**GIVEN EXERCISE**: Update the records below so that every occurrence of "patio" becomes "terrace", leaving all other text unchanged.

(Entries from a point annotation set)
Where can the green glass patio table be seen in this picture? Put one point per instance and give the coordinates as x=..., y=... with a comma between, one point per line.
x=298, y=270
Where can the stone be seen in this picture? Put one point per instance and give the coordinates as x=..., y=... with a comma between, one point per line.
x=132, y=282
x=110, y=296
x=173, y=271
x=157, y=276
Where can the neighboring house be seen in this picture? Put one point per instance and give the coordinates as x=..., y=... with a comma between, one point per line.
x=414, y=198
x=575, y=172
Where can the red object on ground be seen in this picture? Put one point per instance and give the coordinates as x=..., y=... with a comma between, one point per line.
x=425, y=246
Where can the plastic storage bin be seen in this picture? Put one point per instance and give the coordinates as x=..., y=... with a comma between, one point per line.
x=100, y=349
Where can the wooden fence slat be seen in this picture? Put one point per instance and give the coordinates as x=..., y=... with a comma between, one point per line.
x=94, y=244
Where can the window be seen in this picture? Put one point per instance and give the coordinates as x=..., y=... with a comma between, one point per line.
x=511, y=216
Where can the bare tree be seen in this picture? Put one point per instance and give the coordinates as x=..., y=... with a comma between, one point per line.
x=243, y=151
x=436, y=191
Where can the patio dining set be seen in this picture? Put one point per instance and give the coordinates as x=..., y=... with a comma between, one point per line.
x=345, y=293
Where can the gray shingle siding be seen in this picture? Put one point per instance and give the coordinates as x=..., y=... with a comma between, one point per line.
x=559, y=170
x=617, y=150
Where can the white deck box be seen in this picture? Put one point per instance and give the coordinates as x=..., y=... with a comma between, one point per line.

**EXERCISE OUTPUT**:
Where can the green glass terrace table be seen in this picture? Put one point per instance and give the coordinates as x=..., y=... with a comma between, one point per line.
x=298, y=270
Where can the stone be seen in this picture? Put one point per instance and give the coordinates as x=..., y=... with a comma between, one point per line.
x=132, y=282
x=110, y=296
x=173, y=271
x=157, y=276
Where can the neighboring house be seen in this picture? Put one point per instance and give the coordinates as x=..., y=... with a comma between, one point per line.
x=414, y=198
x=575, y=172
Where can the red object on ground be seen in this picture? Put one point per instance and give the coordinates as x=..., y=... with a comma between, one point per line.
x=425, y=246
Where can the plastic storage bin be seen in this picture? Put one point per instance and give the coordinates as x=..., y=... with a comma between, one point per line.
x=100, y=349
Where can the wooden fence slat be seen in this picture? Put one point per instance and give the coordinates as x=..., y=... with a comma between, one point per line.
x=94, y=244
Where can the window be seen in this picture? Put one point per instance and give the coordinates as x=..., y=... with a comma between, one point per line.
x=511, y=216
Where can the bare tree be seen in this picture? Put one point per instance and give the coordinates as x=..., y=... with a comma between, one point per line.
x=243, y=151
x=436, y=191
Where can the terrace dining set be seen in this picture? Put one point per instance and give the coordinates as x=..., y=... with a comma between, one point per line.
x=345, y=293
Where can the gray shingle siding be seen in this picture? Put one point per instance and give the coordinates as x=..., y=... with a comma between, one point per line.
x=559, y=170
x=617, y=150
Where can the white deck box be seen in this picture? Put one point per instance and give the coordinates as x=..., y=... with a comma between, one point per line.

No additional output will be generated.